Description of the task:
Please return every line in the data below that contains the word "bare". Case matters.

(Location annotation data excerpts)
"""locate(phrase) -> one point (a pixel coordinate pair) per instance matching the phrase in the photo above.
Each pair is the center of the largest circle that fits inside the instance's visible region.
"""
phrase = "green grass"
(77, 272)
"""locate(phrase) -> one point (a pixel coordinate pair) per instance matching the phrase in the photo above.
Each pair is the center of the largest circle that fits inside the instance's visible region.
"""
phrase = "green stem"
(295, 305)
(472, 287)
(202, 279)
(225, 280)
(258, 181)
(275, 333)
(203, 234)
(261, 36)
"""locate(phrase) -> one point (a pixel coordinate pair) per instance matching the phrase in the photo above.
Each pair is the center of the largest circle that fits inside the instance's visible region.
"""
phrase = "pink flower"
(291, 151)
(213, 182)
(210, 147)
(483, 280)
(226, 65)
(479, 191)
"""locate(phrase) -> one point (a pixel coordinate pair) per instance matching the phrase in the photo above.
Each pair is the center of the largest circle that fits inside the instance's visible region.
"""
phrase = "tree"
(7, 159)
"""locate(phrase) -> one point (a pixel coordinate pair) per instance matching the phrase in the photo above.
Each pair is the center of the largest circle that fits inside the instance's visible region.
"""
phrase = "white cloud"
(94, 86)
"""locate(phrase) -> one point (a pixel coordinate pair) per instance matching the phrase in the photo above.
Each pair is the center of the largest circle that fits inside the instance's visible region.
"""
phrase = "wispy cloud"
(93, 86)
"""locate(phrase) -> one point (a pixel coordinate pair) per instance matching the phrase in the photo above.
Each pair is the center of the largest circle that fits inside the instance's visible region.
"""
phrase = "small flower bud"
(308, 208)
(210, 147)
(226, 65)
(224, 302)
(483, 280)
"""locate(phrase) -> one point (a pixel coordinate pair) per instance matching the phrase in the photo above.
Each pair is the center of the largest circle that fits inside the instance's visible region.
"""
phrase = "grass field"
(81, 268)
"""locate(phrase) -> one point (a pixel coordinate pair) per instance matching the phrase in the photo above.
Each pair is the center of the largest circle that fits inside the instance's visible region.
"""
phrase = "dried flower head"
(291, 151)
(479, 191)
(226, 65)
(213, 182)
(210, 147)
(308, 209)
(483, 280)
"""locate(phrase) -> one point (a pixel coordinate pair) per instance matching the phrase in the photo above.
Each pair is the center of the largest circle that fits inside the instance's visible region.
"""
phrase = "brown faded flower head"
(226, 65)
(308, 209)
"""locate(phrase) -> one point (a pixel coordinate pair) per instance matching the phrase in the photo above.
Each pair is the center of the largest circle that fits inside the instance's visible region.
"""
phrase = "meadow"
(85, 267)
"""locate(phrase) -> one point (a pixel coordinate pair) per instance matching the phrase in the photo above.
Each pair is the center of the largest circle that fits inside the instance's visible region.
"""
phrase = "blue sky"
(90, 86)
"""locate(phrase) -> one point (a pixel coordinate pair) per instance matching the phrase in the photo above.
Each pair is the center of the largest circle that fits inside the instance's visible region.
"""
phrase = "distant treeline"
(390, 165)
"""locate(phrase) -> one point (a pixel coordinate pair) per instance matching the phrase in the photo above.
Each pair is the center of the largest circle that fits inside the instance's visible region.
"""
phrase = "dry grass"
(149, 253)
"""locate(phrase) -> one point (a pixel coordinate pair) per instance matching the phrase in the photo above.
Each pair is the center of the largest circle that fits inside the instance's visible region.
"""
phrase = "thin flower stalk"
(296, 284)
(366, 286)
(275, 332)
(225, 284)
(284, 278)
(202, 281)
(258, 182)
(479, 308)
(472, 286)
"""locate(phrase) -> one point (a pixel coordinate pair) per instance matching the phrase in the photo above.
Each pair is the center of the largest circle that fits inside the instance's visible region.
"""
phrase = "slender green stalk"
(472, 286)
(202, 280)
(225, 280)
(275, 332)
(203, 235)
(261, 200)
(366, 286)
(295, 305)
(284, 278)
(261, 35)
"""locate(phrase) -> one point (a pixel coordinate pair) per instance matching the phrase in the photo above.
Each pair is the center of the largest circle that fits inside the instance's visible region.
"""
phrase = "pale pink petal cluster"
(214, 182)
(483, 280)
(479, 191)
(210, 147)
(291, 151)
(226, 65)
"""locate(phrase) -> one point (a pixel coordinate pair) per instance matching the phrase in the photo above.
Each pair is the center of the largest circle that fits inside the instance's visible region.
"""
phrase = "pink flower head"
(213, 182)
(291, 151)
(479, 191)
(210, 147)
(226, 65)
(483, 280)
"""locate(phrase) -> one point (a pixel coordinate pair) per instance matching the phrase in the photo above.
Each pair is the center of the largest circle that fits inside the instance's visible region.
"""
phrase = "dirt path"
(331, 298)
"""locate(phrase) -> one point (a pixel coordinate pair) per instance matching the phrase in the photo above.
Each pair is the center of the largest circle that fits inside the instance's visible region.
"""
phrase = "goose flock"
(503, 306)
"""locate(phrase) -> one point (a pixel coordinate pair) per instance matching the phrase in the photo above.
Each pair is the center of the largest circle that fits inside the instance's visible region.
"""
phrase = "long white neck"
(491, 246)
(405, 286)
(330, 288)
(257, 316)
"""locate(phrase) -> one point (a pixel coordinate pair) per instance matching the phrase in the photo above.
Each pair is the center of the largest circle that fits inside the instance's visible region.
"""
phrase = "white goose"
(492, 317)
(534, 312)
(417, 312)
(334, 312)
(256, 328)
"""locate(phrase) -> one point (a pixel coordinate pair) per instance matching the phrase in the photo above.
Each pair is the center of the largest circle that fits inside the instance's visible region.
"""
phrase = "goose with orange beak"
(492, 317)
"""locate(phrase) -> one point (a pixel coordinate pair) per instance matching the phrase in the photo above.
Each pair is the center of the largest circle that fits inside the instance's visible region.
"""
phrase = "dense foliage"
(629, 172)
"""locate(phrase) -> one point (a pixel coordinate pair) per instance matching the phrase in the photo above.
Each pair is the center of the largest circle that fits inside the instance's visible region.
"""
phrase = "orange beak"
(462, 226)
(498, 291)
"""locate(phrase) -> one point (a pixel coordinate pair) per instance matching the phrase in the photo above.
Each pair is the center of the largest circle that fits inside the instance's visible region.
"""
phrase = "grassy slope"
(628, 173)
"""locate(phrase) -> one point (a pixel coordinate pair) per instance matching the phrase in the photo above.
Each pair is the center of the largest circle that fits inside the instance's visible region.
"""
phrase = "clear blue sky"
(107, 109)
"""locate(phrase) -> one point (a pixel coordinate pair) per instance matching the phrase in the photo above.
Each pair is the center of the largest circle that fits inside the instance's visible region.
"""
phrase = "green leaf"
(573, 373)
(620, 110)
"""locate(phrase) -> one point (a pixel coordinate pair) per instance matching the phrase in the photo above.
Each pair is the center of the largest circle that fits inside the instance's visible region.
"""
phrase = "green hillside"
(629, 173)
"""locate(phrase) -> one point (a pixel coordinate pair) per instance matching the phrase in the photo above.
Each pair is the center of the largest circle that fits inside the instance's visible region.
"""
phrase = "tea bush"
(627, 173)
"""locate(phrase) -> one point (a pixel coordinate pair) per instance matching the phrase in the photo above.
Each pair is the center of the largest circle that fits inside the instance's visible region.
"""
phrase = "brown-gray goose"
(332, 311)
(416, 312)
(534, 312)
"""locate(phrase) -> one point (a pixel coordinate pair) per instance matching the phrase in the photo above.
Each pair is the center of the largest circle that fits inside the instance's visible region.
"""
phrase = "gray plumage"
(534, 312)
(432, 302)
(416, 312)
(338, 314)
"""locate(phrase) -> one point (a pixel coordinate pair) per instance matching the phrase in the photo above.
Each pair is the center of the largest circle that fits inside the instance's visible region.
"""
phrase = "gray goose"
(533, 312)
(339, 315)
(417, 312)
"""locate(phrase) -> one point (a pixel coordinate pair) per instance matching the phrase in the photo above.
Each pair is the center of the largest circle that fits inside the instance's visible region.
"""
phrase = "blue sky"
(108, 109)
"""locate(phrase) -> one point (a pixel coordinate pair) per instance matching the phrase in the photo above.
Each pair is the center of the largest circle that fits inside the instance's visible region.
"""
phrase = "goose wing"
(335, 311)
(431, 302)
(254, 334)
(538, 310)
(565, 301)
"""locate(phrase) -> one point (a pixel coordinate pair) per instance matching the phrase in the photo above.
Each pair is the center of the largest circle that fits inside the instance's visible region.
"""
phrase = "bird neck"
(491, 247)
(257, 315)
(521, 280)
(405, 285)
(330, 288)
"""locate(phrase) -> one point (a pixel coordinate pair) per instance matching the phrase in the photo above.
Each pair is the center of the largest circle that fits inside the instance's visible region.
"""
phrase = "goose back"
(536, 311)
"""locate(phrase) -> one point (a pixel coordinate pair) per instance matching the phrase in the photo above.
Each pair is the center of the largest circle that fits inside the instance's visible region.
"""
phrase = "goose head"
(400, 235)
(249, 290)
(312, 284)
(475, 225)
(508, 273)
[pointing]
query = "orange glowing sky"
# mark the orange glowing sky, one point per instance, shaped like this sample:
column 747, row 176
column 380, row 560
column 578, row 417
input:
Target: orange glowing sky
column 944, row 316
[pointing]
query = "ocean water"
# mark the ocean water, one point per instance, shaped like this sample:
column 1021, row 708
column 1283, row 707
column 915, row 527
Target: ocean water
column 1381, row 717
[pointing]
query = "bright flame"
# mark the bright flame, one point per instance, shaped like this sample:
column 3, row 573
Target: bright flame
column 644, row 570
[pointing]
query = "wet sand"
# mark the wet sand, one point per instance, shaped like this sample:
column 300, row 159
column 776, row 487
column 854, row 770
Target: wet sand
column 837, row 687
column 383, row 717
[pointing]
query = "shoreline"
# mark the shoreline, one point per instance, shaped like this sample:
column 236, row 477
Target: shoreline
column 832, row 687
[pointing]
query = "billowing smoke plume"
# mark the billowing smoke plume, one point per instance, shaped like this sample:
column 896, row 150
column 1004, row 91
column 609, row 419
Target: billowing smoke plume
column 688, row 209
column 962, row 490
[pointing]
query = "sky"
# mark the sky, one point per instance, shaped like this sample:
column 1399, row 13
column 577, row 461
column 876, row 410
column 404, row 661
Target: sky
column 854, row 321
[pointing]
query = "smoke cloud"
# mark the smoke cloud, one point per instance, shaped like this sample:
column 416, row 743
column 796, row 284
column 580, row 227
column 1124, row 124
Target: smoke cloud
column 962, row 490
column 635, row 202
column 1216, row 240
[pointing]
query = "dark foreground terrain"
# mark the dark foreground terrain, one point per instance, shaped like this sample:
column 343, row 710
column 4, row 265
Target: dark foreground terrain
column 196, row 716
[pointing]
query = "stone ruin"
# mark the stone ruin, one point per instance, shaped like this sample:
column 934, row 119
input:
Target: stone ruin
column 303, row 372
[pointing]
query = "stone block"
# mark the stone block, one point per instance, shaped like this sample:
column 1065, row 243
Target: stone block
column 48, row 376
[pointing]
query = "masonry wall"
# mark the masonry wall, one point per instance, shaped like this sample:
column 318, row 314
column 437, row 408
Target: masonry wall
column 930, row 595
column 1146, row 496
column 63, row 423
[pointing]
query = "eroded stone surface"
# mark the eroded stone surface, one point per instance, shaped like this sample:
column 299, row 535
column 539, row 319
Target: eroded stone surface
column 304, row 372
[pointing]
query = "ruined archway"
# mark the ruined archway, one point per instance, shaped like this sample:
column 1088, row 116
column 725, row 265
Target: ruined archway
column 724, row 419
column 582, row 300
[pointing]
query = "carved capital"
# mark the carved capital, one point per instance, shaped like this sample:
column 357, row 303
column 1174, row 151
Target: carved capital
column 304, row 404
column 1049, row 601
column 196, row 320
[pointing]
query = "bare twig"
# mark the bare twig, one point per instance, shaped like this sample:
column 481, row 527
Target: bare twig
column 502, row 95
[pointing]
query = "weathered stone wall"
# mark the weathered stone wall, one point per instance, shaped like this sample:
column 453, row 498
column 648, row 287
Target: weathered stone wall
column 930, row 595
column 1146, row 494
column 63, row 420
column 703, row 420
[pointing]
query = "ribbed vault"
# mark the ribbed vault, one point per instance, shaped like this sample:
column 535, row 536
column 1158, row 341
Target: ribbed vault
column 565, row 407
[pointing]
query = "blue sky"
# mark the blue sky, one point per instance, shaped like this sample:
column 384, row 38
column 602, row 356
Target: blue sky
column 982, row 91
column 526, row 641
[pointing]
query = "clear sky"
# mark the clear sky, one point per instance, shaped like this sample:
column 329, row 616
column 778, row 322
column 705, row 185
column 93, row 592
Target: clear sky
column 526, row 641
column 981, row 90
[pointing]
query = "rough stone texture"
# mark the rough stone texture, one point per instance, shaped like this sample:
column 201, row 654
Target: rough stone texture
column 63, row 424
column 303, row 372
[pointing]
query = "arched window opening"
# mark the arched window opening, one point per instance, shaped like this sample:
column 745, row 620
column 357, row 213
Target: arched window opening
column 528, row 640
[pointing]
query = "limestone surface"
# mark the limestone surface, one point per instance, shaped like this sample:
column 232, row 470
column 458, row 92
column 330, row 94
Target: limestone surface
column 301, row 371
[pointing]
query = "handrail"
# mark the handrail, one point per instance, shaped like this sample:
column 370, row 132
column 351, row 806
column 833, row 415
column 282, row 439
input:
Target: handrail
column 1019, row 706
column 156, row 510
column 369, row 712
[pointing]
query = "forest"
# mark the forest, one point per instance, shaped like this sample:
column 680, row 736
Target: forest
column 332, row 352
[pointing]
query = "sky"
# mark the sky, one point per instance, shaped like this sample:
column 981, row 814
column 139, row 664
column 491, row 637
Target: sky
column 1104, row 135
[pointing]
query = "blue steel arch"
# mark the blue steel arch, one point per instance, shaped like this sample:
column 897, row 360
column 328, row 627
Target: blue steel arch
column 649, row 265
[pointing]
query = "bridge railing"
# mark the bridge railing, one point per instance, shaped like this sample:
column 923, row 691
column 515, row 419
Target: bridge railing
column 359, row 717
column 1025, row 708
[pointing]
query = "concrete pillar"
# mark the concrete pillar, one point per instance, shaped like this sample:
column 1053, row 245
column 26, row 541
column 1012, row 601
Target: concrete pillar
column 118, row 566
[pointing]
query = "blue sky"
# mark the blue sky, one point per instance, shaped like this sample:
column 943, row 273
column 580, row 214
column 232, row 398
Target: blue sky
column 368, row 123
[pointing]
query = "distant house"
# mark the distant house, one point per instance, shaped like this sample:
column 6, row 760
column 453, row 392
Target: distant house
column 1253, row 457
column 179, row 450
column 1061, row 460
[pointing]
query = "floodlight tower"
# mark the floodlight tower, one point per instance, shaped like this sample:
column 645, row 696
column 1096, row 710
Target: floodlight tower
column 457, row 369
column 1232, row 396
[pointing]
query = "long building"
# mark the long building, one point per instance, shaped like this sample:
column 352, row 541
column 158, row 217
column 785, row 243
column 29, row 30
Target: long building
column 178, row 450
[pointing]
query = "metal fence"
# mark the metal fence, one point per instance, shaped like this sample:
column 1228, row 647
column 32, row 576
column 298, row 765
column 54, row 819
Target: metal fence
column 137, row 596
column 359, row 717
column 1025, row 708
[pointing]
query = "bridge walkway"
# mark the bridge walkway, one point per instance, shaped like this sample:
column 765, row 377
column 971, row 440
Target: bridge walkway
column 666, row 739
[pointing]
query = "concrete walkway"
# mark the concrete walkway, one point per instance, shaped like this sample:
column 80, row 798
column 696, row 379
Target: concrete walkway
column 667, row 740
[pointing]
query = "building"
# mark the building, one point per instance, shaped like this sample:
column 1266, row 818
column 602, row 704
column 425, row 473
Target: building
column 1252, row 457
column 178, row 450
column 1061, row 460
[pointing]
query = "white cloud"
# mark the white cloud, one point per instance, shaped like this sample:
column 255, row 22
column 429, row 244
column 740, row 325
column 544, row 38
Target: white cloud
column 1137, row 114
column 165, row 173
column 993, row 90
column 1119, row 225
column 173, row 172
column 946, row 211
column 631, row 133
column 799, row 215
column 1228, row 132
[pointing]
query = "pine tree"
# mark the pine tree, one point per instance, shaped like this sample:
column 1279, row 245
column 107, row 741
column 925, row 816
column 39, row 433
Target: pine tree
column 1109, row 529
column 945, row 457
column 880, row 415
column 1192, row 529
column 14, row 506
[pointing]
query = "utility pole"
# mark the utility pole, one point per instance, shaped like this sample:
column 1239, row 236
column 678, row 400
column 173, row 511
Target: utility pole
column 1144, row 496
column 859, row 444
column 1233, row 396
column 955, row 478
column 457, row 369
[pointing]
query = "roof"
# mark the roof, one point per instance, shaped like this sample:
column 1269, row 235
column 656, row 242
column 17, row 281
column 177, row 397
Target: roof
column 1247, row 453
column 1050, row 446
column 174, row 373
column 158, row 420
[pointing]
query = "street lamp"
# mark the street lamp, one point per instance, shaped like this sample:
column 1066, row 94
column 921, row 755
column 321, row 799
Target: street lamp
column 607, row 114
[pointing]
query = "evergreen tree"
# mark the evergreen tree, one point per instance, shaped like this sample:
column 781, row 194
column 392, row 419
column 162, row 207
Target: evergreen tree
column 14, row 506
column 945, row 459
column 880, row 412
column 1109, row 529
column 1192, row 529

Written solution:
query = "bare twig"
# mark the bare twig, one point per instance, shaped like this sample:
Target: bare twig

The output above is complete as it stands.